### Listed records ###

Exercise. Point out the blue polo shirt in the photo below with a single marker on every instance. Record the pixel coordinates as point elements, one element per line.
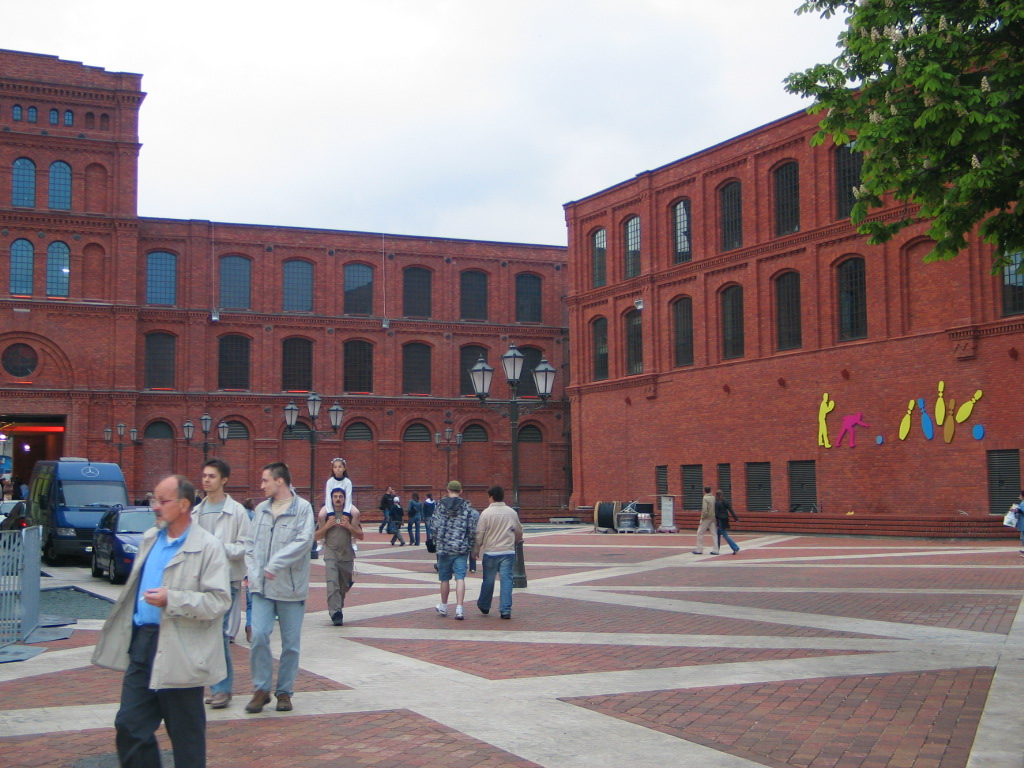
<point>153,574</point>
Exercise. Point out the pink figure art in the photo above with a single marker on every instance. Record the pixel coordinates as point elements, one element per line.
<point>849,422</point>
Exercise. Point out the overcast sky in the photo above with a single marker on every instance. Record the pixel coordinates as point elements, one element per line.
<point>443,118</point>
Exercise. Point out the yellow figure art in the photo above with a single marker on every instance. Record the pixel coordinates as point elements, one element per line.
<point>824,409</point>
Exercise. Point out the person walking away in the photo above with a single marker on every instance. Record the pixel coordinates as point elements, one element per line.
<point>722,511</point>
<point>498,532</point>
<point>279,577</point>
<point>227,520</point>
<point>337,528</point>
<point>707,521</point>
<point>165,633</point>
<point>454,526</point>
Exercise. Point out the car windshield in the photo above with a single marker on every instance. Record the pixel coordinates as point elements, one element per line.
<point>136,522</point>
<point>105,493</point>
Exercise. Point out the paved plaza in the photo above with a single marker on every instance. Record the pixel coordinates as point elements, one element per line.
<point>625,651</point>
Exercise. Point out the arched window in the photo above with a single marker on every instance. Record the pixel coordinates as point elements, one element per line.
<point>57,269</point>
<point>634,342</point>
<point>852,283</point>
<point>787,199</point>
<point>22,263</point>
<point>599,341</point>
<point>161,278</point>
<point>59,193</point>
<point>468,356</point>
<point>358,366</point>
<point>358,289</point>
<point>473,295</point>
<point>731,219</point>
<point>631,247</point>
<point>681,231</point>
<point>732,323</point>
<point>527,298</point>
<point>23,193</point>
<point>297,366</point>
<point>598,258</point>
<point>235,283</point>
<point>787,325</point>
<point>416,369</point>
<point>417,292</point>
<point>161,351</point>
<point>682,328</point>
<point>298,287</point>
<point>232,361</point>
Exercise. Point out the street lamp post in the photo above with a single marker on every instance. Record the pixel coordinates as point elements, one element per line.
<point>448,449</point>
<point>544,379</point>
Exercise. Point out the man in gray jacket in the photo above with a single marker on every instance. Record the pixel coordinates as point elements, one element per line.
<point>278,561</point>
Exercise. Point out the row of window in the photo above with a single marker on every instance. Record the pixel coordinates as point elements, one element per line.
<point>785,187</point>
<point>23,184</point>
<point>235,365</point>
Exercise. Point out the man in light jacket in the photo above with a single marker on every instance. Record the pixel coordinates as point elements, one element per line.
<point>498,532</point>
<point>165,632</point>
<point>228,522</point>
<point>278,562</point>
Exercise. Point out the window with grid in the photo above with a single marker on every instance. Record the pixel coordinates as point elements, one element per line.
<point>161,351</point>
<point>358,289</point>
<point>418,285</point>
<point>232,361</point>
<point>468,356</point>
<point>848,163</point>
<point>297,366</point>
<point>473,295</point>
<point>527,298</point>
<point>57,269</point>
<point>1013,285</point>
<point>787,199</point>
<point>732,323</point>
<point>358,366</point>
<point>22,263</point>
<point>298,286</point>
<point>634,343</point>
<point>731,219</point>
<point>852,300</point>
<point>599,336</point>
<point>236,274</point>
<point>598,258</point>
<point>631,247</point>
<point>681,231</point>
<point>682,327</point>
<point>161,278</point>
<point>23,184</point>
<point>787,326</point>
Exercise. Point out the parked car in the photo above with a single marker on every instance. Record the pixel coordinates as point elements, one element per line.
<point>116,540</point>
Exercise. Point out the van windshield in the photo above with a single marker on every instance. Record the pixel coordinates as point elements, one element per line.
<point>82,494</point>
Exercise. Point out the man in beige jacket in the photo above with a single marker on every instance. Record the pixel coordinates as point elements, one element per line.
<point>165,633</point>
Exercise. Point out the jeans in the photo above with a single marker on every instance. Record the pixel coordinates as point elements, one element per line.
<point>224,686</point>
<point>500,565</point>
<point>290,614</point>
<point>142,709</point>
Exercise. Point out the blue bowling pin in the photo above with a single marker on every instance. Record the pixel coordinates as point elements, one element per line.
<point>926,420</point>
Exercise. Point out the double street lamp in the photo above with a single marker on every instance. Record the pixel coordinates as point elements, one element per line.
<point>544,379</point>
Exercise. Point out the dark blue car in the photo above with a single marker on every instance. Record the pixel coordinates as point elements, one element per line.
<point>115,543</point>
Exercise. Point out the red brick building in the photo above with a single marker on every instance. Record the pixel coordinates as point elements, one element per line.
<point>111,318</point>
<point>730,328</point>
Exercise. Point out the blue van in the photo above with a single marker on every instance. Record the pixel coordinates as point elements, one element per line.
<point>67,498</point>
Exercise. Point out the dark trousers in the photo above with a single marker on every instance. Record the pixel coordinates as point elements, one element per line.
<point>142,709</point>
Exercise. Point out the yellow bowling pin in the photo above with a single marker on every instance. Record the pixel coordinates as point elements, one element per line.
<point>904,424</point>
<point>965,411</point>
<point>940,404</point>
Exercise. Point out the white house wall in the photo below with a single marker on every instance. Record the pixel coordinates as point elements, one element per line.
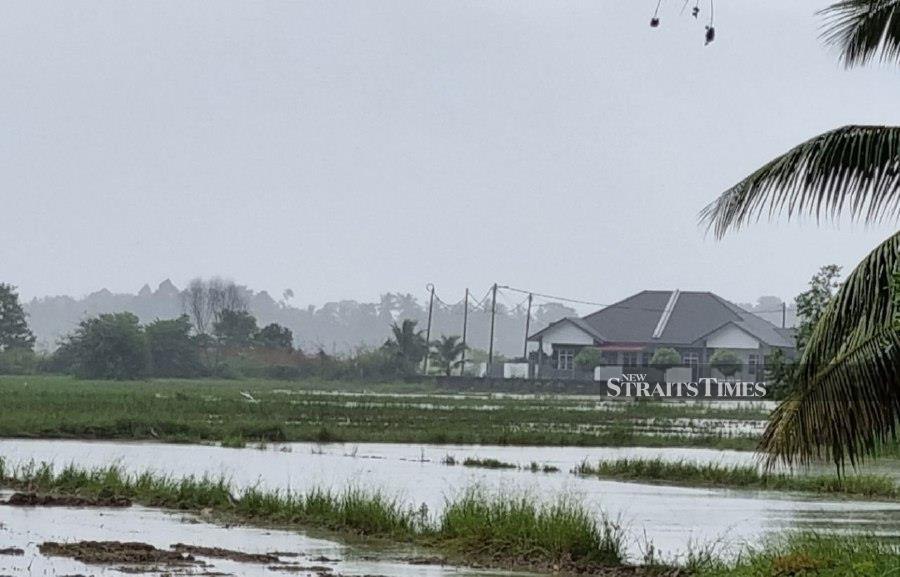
<point>566,333</point>
<point>731,337</point>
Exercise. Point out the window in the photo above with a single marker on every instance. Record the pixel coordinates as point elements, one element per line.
<point>691,360</point>
<point>753,364</point>
<point>565,359</point>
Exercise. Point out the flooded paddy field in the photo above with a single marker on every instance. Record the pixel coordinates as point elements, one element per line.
<point>251,411</point>
<point>25,531</point>
<point>674,519</point>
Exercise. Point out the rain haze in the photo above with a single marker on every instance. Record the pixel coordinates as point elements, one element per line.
<point>345,149</point>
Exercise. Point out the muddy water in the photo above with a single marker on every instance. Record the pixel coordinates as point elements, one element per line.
<point>26,528</point>
<point>673,518</point>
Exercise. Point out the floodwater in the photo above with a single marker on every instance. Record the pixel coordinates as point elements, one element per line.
<point>27,527</point>
<point>674,519</point>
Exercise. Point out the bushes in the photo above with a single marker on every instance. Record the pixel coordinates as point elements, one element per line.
<point>497,529</point>
<point>18,361</point>
<point>560,533</point>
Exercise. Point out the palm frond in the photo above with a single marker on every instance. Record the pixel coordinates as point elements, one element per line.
<point>846,403</point>
<point>863,30</point>
<point>854,168</point>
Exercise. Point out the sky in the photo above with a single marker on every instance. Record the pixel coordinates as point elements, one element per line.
<point>343,149</point>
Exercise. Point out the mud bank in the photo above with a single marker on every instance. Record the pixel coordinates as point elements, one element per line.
<point>38,500</point>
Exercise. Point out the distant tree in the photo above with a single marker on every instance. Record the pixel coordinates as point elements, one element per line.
<point>588,358</point>
<point>110,346</point>
<point>811,303</point>
<point>407,347</point>
<point>665,358</point>
<point>194,302</point>
<point>205,301</point>
<point>726,362</point>
<point>173,351</point>
<point>274,336</point>
<point>446,353</point>
<point>779,373</point>
<point>235,328</point>
<point>14,331</point>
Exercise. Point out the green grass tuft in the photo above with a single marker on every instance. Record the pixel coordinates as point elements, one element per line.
<point>811,555</point>
<point>738,476</point>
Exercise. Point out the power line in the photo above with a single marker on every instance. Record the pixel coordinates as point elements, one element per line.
<point>606,305</point>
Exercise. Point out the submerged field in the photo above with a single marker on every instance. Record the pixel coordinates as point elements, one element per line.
<point>241,411</point>
<point>693,474</point>
<point>515,532</point>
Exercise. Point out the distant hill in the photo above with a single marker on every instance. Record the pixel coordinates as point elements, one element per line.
<point>336,327</point>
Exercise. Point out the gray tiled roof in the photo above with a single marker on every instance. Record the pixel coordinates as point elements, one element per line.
<point>695,316</point>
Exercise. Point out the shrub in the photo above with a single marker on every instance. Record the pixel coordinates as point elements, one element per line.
<point>665,358</point>
<point>588,358</point>
<point>726,362</point>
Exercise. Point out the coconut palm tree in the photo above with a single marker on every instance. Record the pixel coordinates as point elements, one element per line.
<point>846,403</point>
<point>408,347</point>
<point>446,353</point>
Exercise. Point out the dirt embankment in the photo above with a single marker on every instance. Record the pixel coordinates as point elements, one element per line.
<point>39,500</point>
<point>109,552</point>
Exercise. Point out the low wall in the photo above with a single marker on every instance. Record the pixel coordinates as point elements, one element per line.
<point>525,386</point>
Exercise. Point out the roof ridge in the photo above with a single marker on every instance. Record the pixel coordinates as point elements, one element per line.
<point>619,302</point>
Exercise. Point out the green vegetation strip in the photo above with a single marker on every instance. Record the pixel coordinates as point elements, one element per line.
<point>811,555</point>
<point>496,530</point>
<point>511,532</point>
<point>739,476</point>
<point>216,410</point>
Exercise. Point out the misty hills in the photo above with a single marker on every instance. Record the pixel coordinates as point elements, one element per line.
<point>336,327</point>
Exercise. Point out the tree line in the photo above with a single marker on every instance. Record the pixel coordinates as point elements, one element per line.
<point>216,336</point>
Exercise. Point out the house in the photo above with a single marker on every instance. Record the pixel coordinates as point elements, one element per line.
<point>627,333</point>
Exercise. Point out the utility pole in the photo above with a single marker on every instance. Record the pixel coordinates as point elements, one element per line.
<point>462,366</point>
<point>527,328</point>
<point>493,314</point>
<point>428,331</point>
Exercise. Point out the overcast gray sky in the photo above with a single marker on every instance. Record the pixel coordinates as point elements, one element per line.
<point>344,149</point>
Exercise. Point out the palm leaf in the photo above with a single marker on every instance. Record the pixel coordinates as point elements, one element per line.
<point>855,168</point>
<point>846,403</point>
<point>864,30</point>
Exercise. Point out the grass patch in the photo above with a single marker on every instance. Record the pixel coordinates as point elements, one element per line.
<point>499,530</point>
<point>487,463</point>
<point>536,467</point>
<point>562,533</point>
<point>738,476</point>
<point>812,555</point>
<point>234,443</point>
<point>206,410</point>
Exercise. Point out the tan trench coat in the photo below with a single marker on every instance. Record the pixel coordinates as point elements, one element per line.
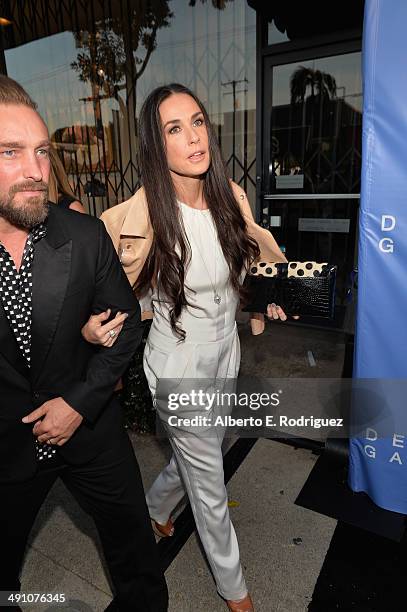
<point>130,230</point>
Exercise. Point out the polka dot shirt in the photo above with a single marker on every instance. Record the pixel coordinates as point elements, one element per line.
<point>16,297</point>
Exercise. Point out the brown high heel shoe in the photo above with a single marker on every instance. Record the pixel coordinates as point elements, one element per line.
<point>242,605</point>
<point>163,531</point>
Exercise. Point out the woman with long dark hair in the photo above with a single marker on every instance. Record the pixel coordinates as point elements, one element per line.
<point>186,239</point>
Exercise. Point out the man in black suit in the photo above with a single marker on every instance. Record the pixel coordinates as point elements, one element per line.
<point>58,416</point>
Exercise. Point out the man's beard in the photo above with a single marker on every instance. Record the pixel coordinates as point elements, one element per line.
<point>33,211</point>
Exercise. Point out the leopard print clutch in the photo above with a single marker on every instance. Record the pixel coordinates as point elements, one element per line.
<point>304,288</point>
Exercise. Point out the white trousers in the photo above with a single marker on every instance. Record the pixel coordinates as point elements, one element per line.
<point>196,466</point>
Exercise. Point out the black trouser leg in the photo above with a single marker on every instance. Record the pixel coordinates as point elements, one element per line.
<point>19,505</point>
<point>110,489</point>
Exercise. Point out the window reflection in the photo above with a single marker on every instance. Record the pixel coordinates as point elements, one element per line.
<point>90,76</point>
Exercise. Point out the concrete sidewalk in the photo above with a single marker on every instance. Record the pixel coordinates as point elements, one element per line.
<point>282,545</point>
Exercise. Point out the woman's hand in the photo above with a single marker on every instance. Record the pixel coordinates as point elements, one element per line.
<point>96,331</point>
<point>276,312</point>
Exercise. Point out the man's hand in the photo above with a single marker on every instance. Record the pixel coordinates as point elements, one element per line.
<point>56,421</point>
<point>96,331</point>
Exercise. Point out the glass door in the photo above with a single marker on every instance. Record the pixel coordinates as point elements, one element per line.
<point>312,158</point>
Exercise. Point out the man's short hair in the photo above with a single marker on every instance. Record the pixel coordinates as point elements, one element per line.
<point>11,92</point>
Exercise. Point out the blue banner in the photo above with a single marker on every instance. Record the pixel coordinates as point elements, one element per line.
<point>378,460</point>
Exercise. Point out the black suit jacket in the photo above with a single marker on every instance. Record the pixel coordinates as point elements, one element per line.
<point>76,272</point>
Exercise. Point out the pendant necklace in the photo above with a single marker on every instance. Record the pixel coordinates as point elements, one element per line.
<point>216,295</point>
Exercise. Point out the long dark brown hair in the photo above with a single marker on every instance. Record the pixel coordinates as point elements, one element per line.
<point>238,247</point>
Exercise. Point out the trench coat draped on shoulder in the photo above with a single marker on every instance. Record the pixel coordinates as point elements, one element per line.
<point>129,227</point>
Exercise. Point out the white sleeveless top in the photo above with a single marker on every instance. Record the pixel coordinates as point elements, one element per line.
<point>207,273</point>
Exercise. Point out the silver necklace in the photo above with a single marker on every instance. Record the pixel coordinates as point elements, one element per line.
<point>216,296</point>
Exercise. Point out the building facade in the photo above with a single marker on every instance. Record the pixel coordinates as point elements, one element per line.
<point>281,82</point>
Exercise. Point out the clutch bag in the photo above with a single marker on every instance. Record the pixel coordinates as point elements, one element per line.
<point>300,287</point>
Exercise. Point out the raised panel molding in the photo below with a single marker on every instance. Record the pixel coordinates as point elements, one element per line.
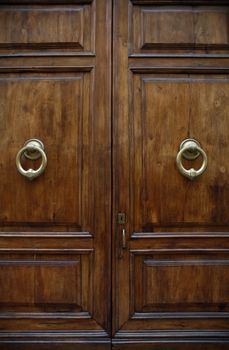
<point>188,30</point>
<point>68,286</point>
<point>74,27</point>
<point>75,116</point>
<point>196,285</point>
<point>158,101</point>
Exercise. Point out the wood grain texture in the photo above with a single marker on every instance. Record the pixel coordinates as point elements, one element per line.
<point>47,28</point>
<point>55,232</point>
<point>169,278</point>
<point>195,108</point>
<point>177,29</point>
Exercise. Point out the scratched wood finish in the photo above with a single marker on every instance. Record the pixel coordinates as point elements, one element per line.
<point>55,230</point>
<point>170,83</point>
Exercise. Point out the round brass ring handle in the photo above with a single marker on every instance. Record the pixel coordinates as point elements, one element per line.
<point>33,149</point>
<point>190,149</point>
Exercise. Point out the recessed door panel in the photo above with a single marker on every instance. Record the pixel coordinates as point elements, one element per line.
<point>170,175</point>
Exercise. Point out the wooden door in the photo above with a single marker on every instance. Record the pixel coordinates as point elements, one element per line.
<point>55,230</point>
<point>171,273</point>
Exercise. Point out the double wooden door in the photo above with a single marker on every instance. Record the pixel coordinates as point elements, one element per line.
<point>111,244</point>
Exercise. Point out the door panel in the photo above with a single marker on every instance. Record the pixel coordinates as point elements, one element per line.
<point>171,254</point>
<point>55,230</point>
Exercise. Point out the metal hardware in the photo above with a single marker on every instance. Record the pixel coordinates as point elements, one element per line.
<point>33,149</point>
<point>32,153</point>
<point>121,219</point>
<point>123,238</point>
<point>190,149</point>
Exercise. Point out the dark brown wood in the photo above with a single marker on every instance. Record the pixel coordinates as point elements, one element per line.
<point>170,83</point>
<point>55,85</point>
<point>170,275</point>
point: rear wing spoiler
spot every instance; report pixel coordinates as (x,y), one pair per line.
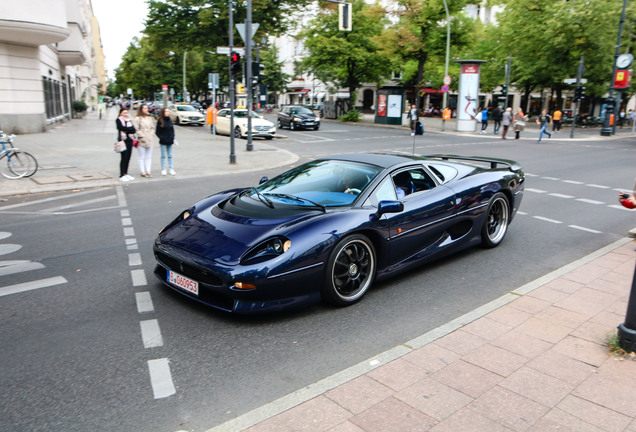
(494,162)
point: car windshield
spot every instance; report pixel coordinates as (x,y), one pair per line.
(328,183)
(301,110)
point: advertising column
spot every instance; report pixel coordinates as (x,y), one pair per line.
(468,94)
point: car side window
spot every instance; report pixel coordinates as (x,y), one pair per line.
(411,181)
(384,192)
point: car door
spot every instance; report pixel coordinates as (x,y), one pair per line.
(421,228)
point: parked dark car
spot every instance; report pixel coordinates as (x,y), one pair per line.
(329,228)
(297,117)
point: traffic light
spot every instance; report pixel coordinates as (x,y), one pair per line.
(235,62)
(257,73)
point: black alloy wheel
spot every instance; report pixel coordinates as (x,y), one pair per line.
(350,271)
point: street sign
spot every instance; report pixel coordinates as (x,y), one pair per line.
(226,50)
(573,81)
(241,29)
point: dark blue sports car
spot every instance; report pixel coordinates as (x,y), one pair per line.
(328,228)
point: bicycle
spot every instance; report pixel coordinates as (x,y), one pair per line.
(20,164)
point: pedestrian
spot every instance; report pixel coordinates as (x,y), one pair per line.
(165,132)
(496,118)
(507,121)
(519,122)
(126,131)
(484,120)
(413,117)
(544,120)
(556,120)
(145,125)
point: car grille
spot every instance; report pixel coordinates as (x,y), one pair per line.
(188,270)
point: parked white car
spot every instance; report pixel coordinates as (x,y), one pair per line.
(186,114)
(260,126)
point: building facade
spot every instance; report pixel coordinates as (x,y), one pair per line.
(50,55)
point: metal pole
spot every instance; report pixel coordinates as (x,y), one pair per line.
(248,73)
(607,130)
(579,75)
(445,96)
(232,85)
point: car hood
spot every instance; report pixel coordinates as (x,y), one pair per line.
(225,237)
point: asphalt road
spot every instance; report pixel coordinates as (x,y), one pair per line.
(84,350)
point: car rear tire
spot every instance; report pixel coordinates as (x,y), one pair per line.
(350,271)
(496,222)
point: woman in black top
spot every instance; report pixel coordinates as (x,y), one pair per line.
(165,132)
(125,130)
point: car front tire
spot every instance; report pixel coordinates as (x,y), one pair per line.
(496,223)
(350,271)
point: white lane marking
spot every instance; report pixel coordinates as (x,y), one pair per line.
(12,267)
(151,334)
(9,248)
(588,201)
(585,229)
(28,286)
(144,302)
(161,378)
(138,277)
(134,259)
(546,219)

###

*Task requirements*: When you reach the line holding "Exercise. Point out the dark brown" in the listing above, begin retyping exactly, and stop once the line holding "point: parked white car" is done; pictures stay out.

*Solution to the problem*:
Exercise. Point out the dark brown wood in the photo above with a single marker on every instance. Record the pixel coordinates as point elements, one element per line.
<point>170,83</point>
<point>55,85</point>
<point>170,275</point>
point: rear wing spoiler
spot every instance; report pixel coordinates as (x,y), one pair per line.
(494,162)
point: car windshield
spot every instance; report pixel coordinates as (x,y), one pair per line.
(328,183)
(301,110)
point: advertising column
spot every instance; report pixel coordinates as (x,y), one pair per line.
(468,94)
point: car side window
spot every instance; report pixel coordinates as (x,y), one pair per line.
(411,181)
(384,192)
point: car door
spot every instance; report pixel coordinates as (x,y), one pair per line.
(421,228)
point: parked dark car
spot every instance; report pixel coordinates as (x,y), one pair per line.
(329,228)
(297,117)
point: traffic light
spot every instance; report pixel coordinates as (x,y), one pair per line.
(235,62)
(257,73)
point: black alloy wheel
spot every instance; report pixel coordinates as (x,y), one pair per line.
(350,271)
point: street sign
spot every instance; report pixel coordinates as (x,y), one pair per line.
(226,50)
(573,81)
(241,29)
point: dark blue sports car
spot every instance; report pixel coordinates as (x,y), one pair per line.
(328,228)
point: bicycle
spot every instance; report pixel coordinates as (x,y), one pair per line.
(20,164)
point: pedestrian
spot every instance; report pixel coordinates as (x,y), one pair per line.
(165,132)
(496,118)
(507,121)
(519,122)
(126,131)
(484,120)
(413,117)
(544,120)
(556,120)
(145,125)
point: car grille
spot every instance; report pixel coordinates as (x,y), one pair per line.
(188,270)
point: parked white car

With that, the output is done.